Work to complete :: Write out the records as a numbered list, from the line with "charred stump -> outline every instance" through the last line of the records, and skip any blank lines. Leave the pictures out of your answer.

Image outline annotation records ::
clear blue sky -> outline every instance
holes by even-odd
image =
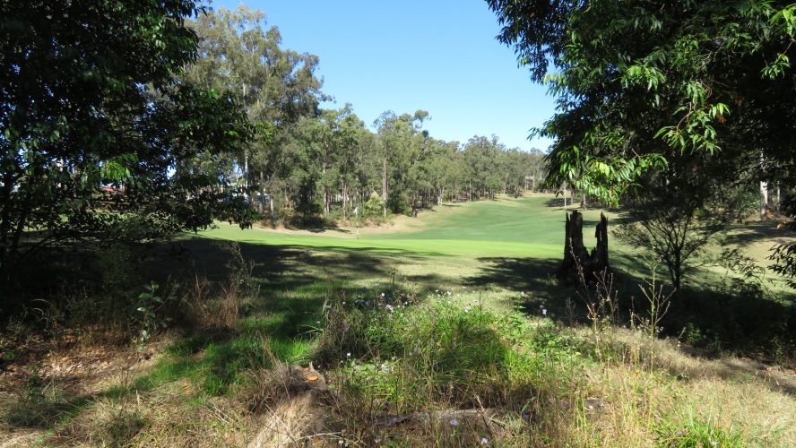
[[[482,0],[215,0],[265,13],[286,48],[320,58],[324,92],[370,125],[385,110],[428,110],[433,137],[464,142],[497,134],[508,147],[547,150],[527,139],[553,115],[553,99],[517,67]]]

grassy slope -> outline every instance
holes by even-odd
[[[587,246],[593,245],[593,232],[589,230],[596,225],[599,212],[587,211],[585,217],[584,242]],[[561,253],[564,220],[561,200],[534,195],[519,201],[446,205],[437,211],[421,213],[419,222],[402,226],[405,228],[399,231],[387,233],[363,228],[359,239],[350,229],[303,235],[265,229],[241,230],[226,224],[203,235],[272,246],[420,256],[556,258]]]
[[[108,385],[112,387],[100,395],[80,396],[79,408],[72,401],[66,401],[65,405],[74,407],[74,410],[67,418],[60,418],[59,421],[63,423],[48,422],[35,427],[56,428],[58,435],[76,437],[68,435],[69,426],[72,425],[88,431],[89,435],[80,435],[78,431],[75,434],[84,438],[65,440],[74,443],[88,441],[91,444],[102,435],[100,433],[102,433],[102,427],[108,426],[107,423],[116,421],[117,409],[126,406],[138,409],[134,415],[143,416],[148,422],[145,430],[137,435],[135,432],[132,433],[131,436],[135,437],[134,443],[137,444],[197,442],[203,444],[200,440],[210,444],[245,443],[250,440],[251,434],[238,428],[248,426],[251,430],[256,423],[247,420],[251,417],[240,414],[240,407],[235,405],[234,401],[226,401],[226,397],[234,398],[236,388],[246,383],[246,378],[252,372],[273,365],[273,360],[264,354],[263,346],[270,347],[267,355],[274,356],[277,359],[307,361],[313,346],[309,332],[317,327],[322,320],[319,312],[324,300],[355,300],[359,297],[372,299],[382,291],[389,293],[389,285],[394,278],[402,288],[421,297],[428,291],[437,289],[449,289],[454,291],[454,296],[461,292],[463,296],[466,294],[468,297],[477,297],[479,303],[483,298],[485,304],[504,312],[522,304],[532,314],[540,315],[536,308],[543,307],[549,310],[549,317],[563,319],[563,300],[573,294],[571,289],[559,287],[549,278],[561,257],[564,209],[560,205],[560,199],[533,195],[516,201],[445,206],[437,211],[421,213],[418,220],[397,219],[394,231],[360,229],[359,239],[353,229],[346,228],[307,235],[307,232],[240,230],[237,227],[222,224],[200,237],[185,241],[185,244],[195,256],[190,269],[204,271],[212,280],[221,280],[225,275],[222,268],[230,256],[228,252],[219,250],[218,245],[226,240],[239,243],[241,254],[253,263],[252,275],[259,285],[255,295],[242,298],[240,322],[221,333],[195,332],[177,338],[170,347],[156,356],[153,366],[148,371],[134,379],[124,374],[124,379],[118,380],[118,384],[114,383],[116,380],[111,381]],[[599,211],[586,211],[584,237],[587,246],[593,244],[592,229],[598,218]],[[615,222],[615,218],[610,216],[612,222]],[[743,237],[738,239],[739,244],[765,244],[764,238],[757,234],[749,236],[747,231],[738,233]],[[620,270],[636,267],[636,257],[627,254],[629,251],[619,247],[615,241],[611,241],[611,249],[612,260]],[[164,277],[172,275],[177,268],[177,264],[157,266],[151,275],[153,279],[157,279],[158,274]],[[193,275],[193,271],[188,273]],[[367,289],[362,289],[363,287]],[[538,317],[536,321],[551,324],[549,319]],[[611,337],[620,338],[622,333],[617,334]],[[586,334],[582,339],[589,338]],[[637,344],[636,340],[631,339],[624,346],[637,351],[637,349],[633,349]],[[550,344],[550,347],[564,350],[558,349],[556,344]],[[757,436],[752,433],[758,430],[764,433],[784,431],[787,433],[783,433],[784,438],[777,435],[778,438],[774,440],[787,444],[788,436],[793,435],[792,431],[778,428],[789,427],[782,422],[792,421],[792,412],[781,412],[782,416],[777,417],[775,425],[765,421],[757,423],[757,420],[767,418],[766,416],[775,409],[789,409],[792,403],[791,394],[796,389],[783,394],[774,386],[769,390],[766,384],[771,382],[757,379],[757,373],[754,370],[740,369],[724,373],[718,368],[725,368],[723,361],[716,361],[718,367],[714,369],[712,366],[685,356],[674,348],[662,349],[662,355],[666,350],[671,350],[671,353],[664,357],[666,360],[661,361],[667,365],[665,369],[678,375],[678,378],[694,378],[693,383],[680,386],[678,383],[679,380],[666,376],[662,370],[651,374],[650,378],[654,380],[651,383],[653,385],[636,392],[638,387],[634,382],[650,380],[646,374],[638,376],[641,374],[636,366],[606,363],[605,366],[595,367],[586,383],[578,386],[582,389],[577,393],[584,397],[601,397],[609,404],[614,403],[616,408],[612,408],[611,412],[615,410],[616,413],[610,414],[611,418],[627,415],[627,409],[620,408],[624,406],[622,403],[662,402],[670,400],[671,389],[686,396],[697,392],[705,395],[705,401],[700,399],[697,401],[717,401],[715,406],[705,408],[704,413],[708,418],[711,416],[725,416],[728,412],[742,415],[747,408],[744,401],[757,397],[756,400],[761,401],[760,404],[756,402],[757,408],[774,410],[753,413],[752,418],[748,419],[750,423],[744,426],[744,434],[747,434],[746,427],[748,426],[750,436],[763,441],[767,440],[763,436],[765,434]],[[638,356],[637,353],[636,356]],[[518,372],[527,370],[523,369]],[[530,375],[528,372],[525,374]],[[559,373],[553,371],[550,375],[555,377]],[[611,379],[610,375],[617,375],[619,379]],[[728,382],[723,379],[725,377],[732,379]],[[177,392],[174,392],[175,388]],[[660,393],[661,398],[639,398],[639,393]],[[575,396],[574,392],[567,392],[559,400],[567,400],[569,395]],[[52,404],[50,407],[53,408],[63,407],[60,400],[56,398],[51,403],[47,401],[44,404]],[[670,416],[683,409],[684,401],[679,400],[672,399],[671,409],[666,410]],[[722,410],[726,406],[724,401],[734,403],[728,408],[730,410]],[[159,407],[163,402],[168,404],[167,408]],[[36,401],[31,406],[39,404]],[[147,409],[150,404],[153,411]],[[229,421],[237,423],[219,426],[217,414],[220,407],[228,413]],[[203,414],[205,411],[207,415]],[[569,428],[567,431],[579,431],[582,427],[580,424],[570,426],[570,411],[565,407],[561,412],[561,425]],[[179,421],[177,414],[186,416],[186,421]],[[634,411],[629,415],[636,418],[636,414]],[[25,411],[17,417],[27,418],[30,415],[31,412]],[[73,418],[75,423],[70,423]],[[38,418],[33,419],[39,420]],[[95,420],[100,425],[92,426],[91,422]],[[522,424],[521,418],[517,418],[517,421]],[[743,421],[744,418],[733,418],[727,425],[738,425],[737,422]],[[629,420],[610,422],[616,426],[616,432],[600,433],[601,435],[589,439],[592,444],[601,444],[595,440],[601,438],[605,441],[605,437],[610,440],[611,436],[626,433],[628,428],[641,430],[647,427]],[[59,425],[65,425],[64,427],[66,429],[60,429],[62,426]],[[18,426],[19,424],[12,424],[12,426]],[[219,434],[212,433],[208,429],[210,427],[217,428]],[[587,436],[591,436],[588,431],[597,431],[597,426],[586,425],[583,427],[585,427]],[[40,436],[41,433],[37,431],[31,430],[30,435]],[[108,435],[105,436],[109,437]],[[632,434],[624,435],[628,440],[638,440],[635,436]],[[564,437],[562,440],[575,441],[575,444],[578,441],[583,442],[577,438],[579,435],[573,437]],[[106,440],[100,439],[103,442]]]

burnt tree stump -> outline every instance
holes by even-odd
[[[607,270],[608,257],[608,219],[600,213],[600,222],[594,231],[597,246],[590,253],[584,246],[584,215],[575,211],[567,214],[564,239],[564,261],[557,276],[560,281],[571,283],[579,280],[578,266],[583,270],[584,280],[592,282],[594,274]]]

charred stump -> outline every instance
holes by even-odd
[[[558,280],[571,283],[581,276],[586,282],[594,279],[594,273],[601,272],[609,268],[608,257],[608,219],[600,214],[600,222],[594,231],[597,246],[590,253],[584,246],[584,215],[575,211],[570,216],[567,214],[565,224],[564,262],[558,268]]]

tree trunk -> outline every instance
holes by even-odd
[[[387,143],[385,142],[384,165],[382,167],[382,211],[385,219],[387,218]]]
[[[268,178],[268,208],[271,211],[269,215],[271,218],[271,224],[273,225],[273,220],[276,218],[273,216],[273,174]]]
[[[348,198],[348,185],[345,184],[345,181],[342,182],[342,220],[345,220],[345,207],[347,205],[346,199]]]
[[[261,215],[263,211],[264,211],[264,208],[263,207],[263,201],[265,200],[265,173],[263,170],[260,170],[260,197],[259,201],[257,201],[257,212]]]
[[[760,220],[768,219],[768,182],[760,181]]]

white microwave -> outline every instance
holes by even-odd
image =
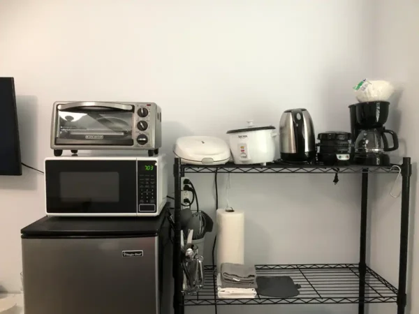
[[[47,216],[156,216],[167,201],[164,156],[45,160]]]

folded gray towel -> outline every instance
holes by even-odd
[[[241,264],[221,264],[221,283],[234,285],[223,287],[256,287],[256,270],[254,266],[246,266]]]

Answer to this task ::
1. charred stump -> outline every instance
2. holes by even-odd
3. [[[558,280],[571,283],[581,276],[586,282],[594,279],[594,273],[601,272],[609,268],[608,257],[608,219],[600,214],[600,222],[594,231],[597,246],[590,253],[584,246],[584,215],[575,211],[570,216],[567,214],[565,224],[564,262],[558,268]]]
4. tree trunk -> outline every instance
5. holes by even-odd
6. [[[387,143],[385,142],[384,165],[382,167],[382,211],[385,219],[387,218]]]
7. [[[268,178],[268,208],[271,211],[269,215],[271,218],[271,224],[273,225],[273,220],[276,218],[273,216],[273,174]]]
8. [[[348,198],[348,185],[345,184],[345,181],[342,182],[342,220],[345,220],[345,207],[347,205],[346,199]]]
9. [[[261,215],[263,211],[264,211],[264,208],[263,207],[263,201],[265,200],[265,173],[263,170],[260,170],[260,197],[259,201],[257,201],[257,212]]]
10. [[[760,220],[768,219],[768,182],[760,181]]]
11. white microwave -> outline every instance
12. holes by even-odd
13. image =
14. [[[47,216],[156,216],[167,201],[164,156],[45,160]]]
15. folded gray towel -> outline every instance
16. holes by even-odd
17. [[[241,264],[221,264],[221,283],[234,285],[223,287],[256,287],[256,270],[254,266],[246,266]]]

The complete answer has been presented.